Object pointing dataset rows ::

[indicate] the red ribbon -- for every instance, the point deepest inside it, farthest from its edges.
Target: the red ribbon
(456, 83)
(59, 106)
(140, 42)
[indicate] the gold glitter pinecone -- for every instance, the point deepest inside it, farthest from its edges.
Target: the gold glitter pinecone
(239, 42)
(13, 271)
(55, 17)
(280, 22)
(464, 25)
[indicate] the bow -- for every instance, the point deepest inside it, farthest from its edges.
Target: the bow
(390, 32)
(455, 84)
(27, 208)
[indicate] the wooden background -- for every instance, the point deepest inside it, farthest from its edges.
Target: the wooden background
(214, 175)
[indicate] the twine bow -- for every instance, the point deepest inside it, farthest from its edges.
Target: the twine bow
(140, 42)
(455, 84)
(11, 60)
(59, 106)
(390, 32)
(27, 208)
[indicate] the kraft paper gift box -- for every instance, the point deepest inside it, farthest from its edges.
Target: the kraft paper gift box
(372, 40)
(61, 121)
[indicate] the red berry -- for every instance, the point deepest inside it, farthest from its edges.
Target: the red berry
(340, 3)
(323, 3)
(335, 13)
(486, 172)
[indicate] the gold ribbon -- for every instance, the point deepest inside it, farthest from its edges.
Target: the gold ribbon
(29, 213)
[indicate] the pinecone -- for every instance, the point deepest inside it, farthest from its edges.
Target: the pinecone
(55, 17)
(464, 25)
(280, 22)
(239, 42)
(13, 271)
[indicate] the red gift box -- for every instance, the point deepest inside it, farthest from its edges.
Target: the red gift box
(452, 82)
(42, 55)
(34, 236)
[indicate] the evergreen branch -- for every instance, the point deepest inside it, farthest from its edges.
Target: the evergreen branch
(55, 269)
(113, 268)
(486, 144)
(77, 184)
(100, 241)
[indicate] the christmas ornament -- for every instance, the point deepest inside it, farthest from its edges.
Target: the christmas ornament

WHAT IS BEING ASKED ::
Please render the records above as a Markdown table with a Row column holding each line's number and a Line column holding the line itself, leaving out any blank lines.

WRITTEN SOLUTION ::
| Row | Line |
|---|---|
| 1 | [indicate] the red ribbon -- for every instance, the point deepest inside it, farthest from its edges. |
| 2 | Target: the red ribbon |
| 3 | (456, 83) |
| 4 | (59, 106) |
| 5 | (140, 42) |
| 6 | [indicate] the gold glitter pinecone -- for every instance, the point deepest inside it, farthest from its edges. |
| 7 | Target: the gold glitter pinecone |
| 8 | (239, 42) |
| 9 | (13, 271) |
| 10 | (55, 17) |
| 11 | (280, 22) |
| 12 | (464, 25) |
| 13 | [indicate] the bow -- for every instance, the point deepest inside it, farthest from its edges. |
| 14 | Target: the bow |
| 15 | (390, 32) |
| 16 | (455, 84) |
| 17 | (27, 208) |
| 18 | [indicate] the wooden background -- for every instance, the point deepest inside it, farthest from its edges. |
| 19 | Target: the wooden background |
| 20 | (214, 175) |
| 21 | [indicate] the twine bow -- for every instance, the point deepest inside it, farthest from its edges. |
| 22 | Target: the twine bow |
| 23 | (140, 42) |
| 24 | (455, 84) |
| 25 | (11, 60) |
| 26 | (59, 106) |
| 27 | (390, 32) |
| 28 | (27, 208) |
| 29 | [indicate] the kraft paper gift box -- for every instance, the point deepest inside it, farthest from its edges. |
| 30 | Target: the kraft paper gift box |
| 31 | (372, 40) |
| 32 | (61, 121) |
| 33 | [indicate] the red berry -- for every instance, the point deepest inside it, farthest from its edges. |
| 34 | Target: the red berry |
| 35 | (340, 3) |
| 36 | (323, 3) |
| 37 | (335, 13) |
| 38 | (486, 172) |
| 39 | [indicate] the gold ribbon -- for every instance, the point deepest inside it, farthest from its edges. |
| 40 | Target: the gold ribbon |
| 41 | (29, 213) |
| 42 | [indicate] the pinecone -- for every instance, the point deepest inside it, farthest from its edges. |
| 43 | Target: the pinecone |
| 44 | (55, 17) |
| 45 | (464, 25) |
| 46 | (280, 22) |
| 47 | (239, 42) |
| 48 | (13, 271) |
| 49 | [indicate] the red gift box -- for every instance, the point deepest inside it, farthest from its edges. |
| 50 | Target: the red gift box |
| 51 | (452, 82) |
| 52 | (42, 55) |
| 53 | (34, 236) |
| 54 | [indicate] the evergreen branch -- for every instance, the point deepest inside it, farthest from its edges. |
| 55 | Target: the evergreen branch |
| 56 | (55, 269) |
| 57 | (113, 268) |
| 58 | (486, 144) |
| 59 | (77, 184) |
| 60 | (100, 241) |
| 61 | [indicate] the christmas ornament -- for every instance, the point deepest inside it, farthest from its edges. |
| 62 | Target: the christmas ornament |